STATED PROBLEM A:
Using the news article, answer the following:
(i) To which group did Bush speak in Philadelphia?
(ii) How many members would the new Iraqi Parliament have?
(iii) According to presidential aides, what was Bush's figure of Iraqi deaths based on?
STATED PROBLEM B:
From the news article, extract the passage starting at "Bush came to" and ending at "to a democracy.", copying it word for word.

EXTRACT PROVIDED:
Bush puts Iraqi deaths around 30,000

 

 

Knight Ridder Newspapers

 

 

 

PHILADELPHIA — President Bush acknowledged Monday that perhaps 30,000 Iraqis have died as a result of the U.S.-led invasion of their country.

 

The admission was an answer he gave to an unscripted question from the audience after he spoke in defense of his Iraq policy.

 

Speaking to the World Affairs Council of Philadelphia, Bush downplayed expectations for this week’s election of a new Iraqi government. He said he did not expect the selection of a 275-member Parliament to end the violence that’s killed more than 2,100 Americans.

 

When pressed by a questioner for the Iraqi death toll, Bush put the figure at “30,000, more or less.” Presidential aides said the number was based on independent estimates and was not an official count.

 

Bush came to the birthplace of American democracy to deliver a progress report on the administration’s efforts to transform Iraq from a dictatorship to a democracy.

EXTRACTED MATERIAL:
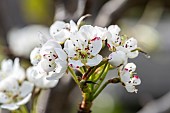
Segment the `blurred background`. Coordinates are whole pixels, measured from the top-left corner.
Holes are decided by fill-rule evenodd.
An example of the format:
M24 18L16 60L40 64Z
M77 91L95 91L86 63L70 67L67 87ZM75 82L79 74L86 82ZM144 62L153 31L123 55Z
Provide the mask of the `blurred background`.
M93 113L170 113L170 1L169 0L0 0L0 61L20 57L29 64L38 32L49 36L55 20L107 27L118 24L121 34L133 36L151 58L131 60L142 79L137 94L122 85L109 85L95 100ZM109 72L108 78L114 72ZM69 76L50 92L46 113L76 113L81 93ZM2 113L7 111L2 110Z

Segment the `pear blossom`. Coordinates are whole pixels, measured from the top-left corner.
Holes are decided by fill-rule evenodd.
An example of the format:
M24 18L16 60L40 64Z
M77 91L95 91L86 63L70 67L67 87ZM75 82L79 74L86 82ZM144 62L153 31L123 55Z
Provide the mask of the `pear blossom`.
M78 31L78 26L72 20L70 23L56 21L50 27L50 35L58 43L64 43L64 41L70 37L70 34L76 31Z
M123 51L112 52L109 57L109 63L113 66L125 65L127 63L127 56Z
M71 67L95 66L102 61L102 56L98 54L102 49L102 39L92 31L92 26L84 25L70 36L70 40L66 40L64 50Z
M33 79L36 79L34 76L37 74L42 80L45 78L57 80L67 70L67 55L54 39L48 40L41 48L35 48L30 54L30 59L33 66L36 66L36 69L32 69L32 73L29 74Z
M52 76L53 74L55 75L56 73L52 71L48 75L47 73L39 73L37 67L29 67L26 75L28 81L34 83L36 87L46 89L55 87L59 81L57 78L54 78L54 80L47 79L48 76Z
M14 77L7 77L0 81L0 107L16 110L26 104L32 95L34 85L31 82L19 83Z
M137 93L138 89L136 89L135 86L141 84L140 78L137 75L134 75L135 70L136 65L134 63L128 63L120 73L121 82L128 92Z
M110 25L108 27L107 46L110 50L113 50L115 47L122 44L122 39L119 35L120 30L118 25Z
M24 68L20 66L19 58L15 58L14 62L11 59L2 61L0 80L7 77L13 77L19 82L22 82L25 79L25 71Z
M135 58L139 54L139 51L136 50L137 47L137 40L132 37L126 40L123 45L116 47L116 49L125 52L128 58Z

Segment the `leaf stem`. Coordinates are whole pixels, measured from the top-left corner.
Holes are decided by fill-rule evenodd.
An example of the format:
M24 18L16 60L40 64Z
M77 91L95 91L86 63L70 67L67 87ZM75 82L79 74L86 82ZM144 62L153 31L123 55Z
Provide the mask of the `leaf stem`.
M77 79L77 76L76 76L74 70L73 70L71 67L69 67L69 66L68 66L68 70L70 71L70 73L71 73L74 81L79 85L79 81L78 81L78 79Z
M96 84L96 87L95 87L95 89L93 90L93 94L95 94L96 93L96 91L98 90L98 88L100 87L100 85L102 84L102 82L103 82L103 80L105 79L105 77L106 77L106 75L107 75L107 72L108 72L108 70L109 70L109 65L110 64L108 64L108 63L106 63L105 64L105 66L104 66L104 68L103 68L103 70L102 70L102 72L100 73L100 77L99 77L99 82Z

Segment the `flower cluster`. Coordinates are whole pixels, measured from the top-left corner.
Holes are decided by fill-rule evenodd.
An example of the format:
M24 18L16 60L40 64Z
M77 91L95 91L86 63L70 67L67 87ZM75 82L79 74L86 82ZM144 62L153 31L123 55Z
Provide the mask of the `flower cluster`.
M1 108L18 109L30 100L34 86L37 89L53 88L68 71L83 95L88 95L89 99L84 96L87 101L92 102L108 83L121 82L128 92L138 91L135 86L141 80L135 73L136 65L128 63L129 58L136 58L141 51L137 40L120 35L121 29L117 25L108 28L82 25L80 23L84 18L80 18L77 24L72 20L69 23L56 21L49 29L51 37L40 33L40 46L32 50L32 66L26 72L18 58L14 63L12 60L2 62ZM100 54L103 48L110 51L106 57ZM118 70L118 77L101 86L111 69ZM81 75L77 76L74 70Z
M125 67L128 65L128 58L135 58L139 54L137 40L120 35L120 30L117 25L102 28L91 25L80 26L72 20L69 23L56 21L50 27L52 38L45 38L41 47L31 52L33 67L27 70L28 79L39 87L54 87L67 67L76 70L81 70L82 67L89 69L97 66L103 59L108 59L112 66L119 68L121 73L119 77L127 91L136 92L134 86L140 82L130 84L136 75L133 76L131 71L126 72ZM106 58L100 55L105 45L111 51ZM125 81L124 74L128 78ZM140 80L138 77L136 79Z

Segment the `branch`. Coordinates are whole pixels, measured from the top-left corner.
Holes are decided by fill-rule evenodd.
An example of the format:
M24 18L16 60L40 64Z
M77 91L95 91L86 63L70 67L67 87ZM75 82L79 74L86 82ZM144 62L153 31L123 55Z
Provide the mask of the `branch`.
M170 92L146 104L137 113L164 113L170 109Z
M101 27L108 25L108 23L111 22L112 20L110 18L111 15L118 9L120 9L126 1L127 0L110 0L107 3L105 3L101 10L99 11L94 21L94 25L98 25Z

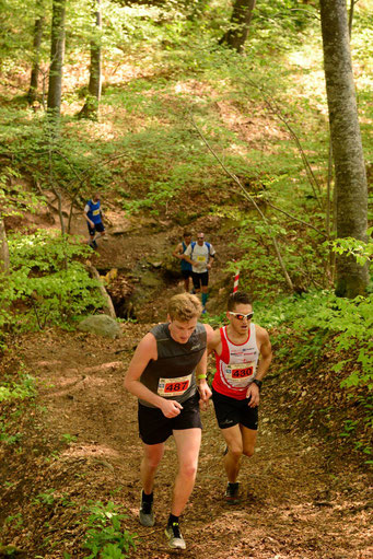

FULL RESPONSE A:
(i) The World Affairs Council of Philadelphia
(ii) 275
(iii) Independent estimates, not an official count

FULL RESPONSE B:
Bush came to the birthplace of American democracy to deliver a progress report on the administration’s efforts to transform Iraq from a dictatorship to a democracy.